DIRECTIVE: Substitute "biggest circle" for every "largest circle" in the records below and give them back otherwise unchanged. Leave the pictures out.

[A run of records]
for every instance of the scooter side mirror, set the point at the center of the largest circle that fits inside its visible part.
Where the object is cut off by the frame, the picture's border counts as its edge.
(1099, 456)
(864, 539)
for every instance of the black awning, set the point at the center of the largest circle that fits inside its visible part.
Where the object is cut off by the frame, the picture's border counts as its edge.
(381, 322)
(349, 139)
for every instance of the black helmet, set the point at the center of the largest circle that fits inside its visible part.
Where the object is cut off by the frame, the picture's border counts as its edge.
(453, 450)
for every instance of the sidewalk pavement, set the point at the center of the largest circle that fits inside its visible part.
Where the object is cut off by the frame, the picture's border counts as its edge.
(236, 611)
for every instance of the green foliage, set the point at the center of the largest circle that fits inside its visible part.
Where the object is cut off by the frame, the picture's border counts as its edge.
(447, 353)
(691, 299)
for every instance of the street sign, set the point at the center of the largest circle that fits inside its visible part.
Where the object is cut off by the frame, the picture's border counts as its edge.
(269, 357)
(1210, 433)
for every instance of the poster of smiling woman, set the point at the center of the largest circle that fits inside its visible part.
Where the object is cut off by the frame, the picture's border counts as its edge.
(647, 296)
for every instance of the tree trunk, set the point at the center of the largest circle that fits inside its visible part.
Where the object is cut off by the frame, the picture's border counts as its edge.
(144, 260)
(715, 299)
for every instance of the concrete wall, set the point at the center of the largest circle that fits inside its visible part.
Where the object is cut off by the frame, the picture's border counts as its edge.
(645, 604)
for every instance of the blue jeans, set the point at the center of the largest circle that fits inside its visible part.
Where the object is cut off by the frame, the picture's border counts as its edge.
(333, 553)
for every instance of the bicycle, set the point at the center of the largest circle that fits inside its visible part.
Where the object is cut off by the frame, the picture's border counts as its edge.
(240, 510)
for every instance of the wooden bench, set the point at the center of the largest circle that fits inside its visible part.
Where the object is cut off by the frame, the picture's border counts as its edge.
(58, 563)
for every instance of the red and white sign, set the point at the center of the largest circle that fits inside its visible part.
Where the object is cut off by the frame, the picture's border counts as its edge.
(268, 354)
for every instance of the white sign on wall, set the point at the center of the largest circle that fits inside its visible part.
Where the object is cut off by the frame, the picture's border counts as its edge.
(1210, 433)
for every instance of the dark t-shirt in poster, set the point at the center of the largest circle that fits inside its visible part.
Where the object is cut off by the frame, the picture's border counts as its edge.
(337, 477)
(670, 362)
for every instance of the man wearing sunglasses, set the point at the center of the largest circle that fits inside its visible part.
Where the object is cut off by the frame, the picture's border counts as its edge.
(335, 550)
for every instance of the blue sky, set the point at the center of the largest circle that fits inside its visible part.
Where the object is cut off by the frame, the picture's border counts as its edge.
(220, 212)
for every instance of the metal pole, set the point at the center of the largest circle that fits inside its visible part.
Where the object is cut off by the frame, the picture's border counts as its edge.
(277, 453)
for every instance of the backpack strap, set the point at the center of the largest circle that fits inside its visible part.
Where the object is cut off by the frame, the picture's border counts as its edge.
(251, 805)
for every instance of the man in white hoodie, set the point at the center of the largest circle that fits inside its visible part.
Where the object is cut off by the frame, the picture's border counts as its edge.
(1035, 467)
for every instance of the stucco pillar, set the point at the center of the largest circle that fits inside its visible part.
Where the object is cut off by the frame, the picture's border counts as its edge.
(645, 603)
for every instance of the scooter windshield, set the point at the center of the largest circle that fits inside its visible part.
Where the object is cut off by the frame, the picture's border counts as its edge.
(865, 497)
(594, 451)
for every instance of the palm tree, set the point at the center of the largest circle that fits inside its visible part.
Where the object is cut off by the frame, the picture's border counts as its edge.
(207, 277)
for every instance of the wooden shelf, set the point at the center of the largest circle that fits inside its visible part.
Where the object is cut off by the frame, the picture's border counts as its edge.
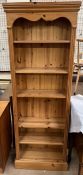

ANSWER TO THE EXERCISE:
for every instance of the scooter side mirror, set the point at the center of the biggest circle that fits inside its visible part.
Where the object is cut off by the frame, the picture's border counts as its edge.
(1099, 456)
(864, 539)
for every instance of the black awning, set the point at the center of the biggest circle that fits inside its visible part.
Where the object is cut off by the frame, the picture's border counts as its edge.
(381, 322)
(349, 139)
for every instance of the black helmet, set the point at the center of the biggest circle that fits inside its visible part.
Where the object is cut off by the frame, the picture's border counts as its edge.
(453, 450)
for every instance of the sidewalk pavement, set the point at the center of the biggest circle that fits inside its visible part.
Where the object is cut off by the frame, the picture's border counts as its edge.
(236, 611)
for every instance of the green foliage, set the point at the center of the biggest circle that fits inside its visible part.
Where the object is cut off by the frame, the picture's border counts as its edge.
(447, 353)
(691, 299)
for every instance of the street sign, set the point at the center of the biggest circle that fits inside its visible part.
Where the object is cut off by the frame, the picture's border counts as its edge.
(269, 357)
(1210, 433)
for every instance of the poster of smiling woman, set the point at the center of the biggest circle that fits inside its visible part.
Where the object is cut off by the frame, the picture's border counts as its edge.
(647, 296)
for every instance of the tree trunk, set the point at the center of the biggest circle that fits inside its visible part.
Where the object is cut off by the frame, the picture's border counts as its edge.
(144, 260)
(715, 299)
for every instance of the concrete wall, set the point at the center of the biggest circle that fits inside its visible part.
Where the object is cut off by the frame, the picture's border counts as its edge.
(645, 604)
for every instance of the blue jeans, set the point at the center of the biggest circle that fits inside its visible part.
Where the object is cut off by the frame, the picture's border counts as its edge.
(333, 553)
for every instance of the bicycle, set the point at the center of the biggest circle that fits inside its visible part.
Where the object is cut off by the frame, the picture's border counts as its edge.
(240, 510)
for every instance of the wooden bench, set the point at the center of the biggest circle that fits inside its visible part.
Where the object is cut off by the frame, the picture's border counts as its edge.
(58, 563)
for every instance of the red and white sign, set the point at the center of the biggest circle that fits inside its visible part.
Where the object is cut off by the frame, the picture's border counts as its edge.
(268, 354)
for every instance of the white sign on wall, set the point at the center of the biggest circle that fits inside its visible part.
Where the object is cut off by the frame, the picture's border counts as its edge.
(1210, 433)
for every instance of the dark t-shirt in poster, set the point at the center of the biggest circle that fits inside its visible part.
Where the object is cut off by the frame, the picture's border counts as its edge.
(337, 477)
(670, 362)
for every instance of the man wearing sunglasses, set the point at the center of the biggest circle that fits inside its visible part.
Where the object is cut off by the frame, the picture's border counts as its edge.
(335, 550)
for every instance of the blue sky, set the point at the center of the biggest circle that fits inside its visible part.
Where the object is cut off by the frame, the picture's border counts as its edge.
(220, 212)
for every instance of the metal pole, set the point at the center of the biggest circle that fits inside its visible part.
Where the object is cut off by the frame, the picture's border counts as its edge.
(277, 453)
for every instance of the backpack strap, set the point at the center of the biggest circle that fits inside its visible part.
Where the object is cut off by the frame, the picture's border counts as its edge.
(251, 805)
for every instance of the man in white hoodie, set the point at the center of the biggest circle that fits inside its visible part.
Where the object is cut off by the frame, the picture's border counts as its edge.
(1035, 467)
for every instance of the stucco pillar, set the point at the center of the biggest circle that fits inside its visible part.
Where the object is cut off by the frame, the picture's border counts as its edge.
(645, 603)
for every instance of the scooter windshield, set the point at the center of the biggest circle that fits inside its visible part.
Where the object is cut off by the frame, the picture's border counts as its edge.
(865, 497)
(594, 451)
for every instance of the palm tree, set the point at the center of the biggest circle that fits inside its visible part.
Where the object is cut off by the frame, the picture's border counts as its edge.
(207, 277)
for every instance of the wooden shelf, set the point at the center of the biggest circle that fits inside its visible part.
Where the object is cut off by the frame, the picture's border counts as its edge.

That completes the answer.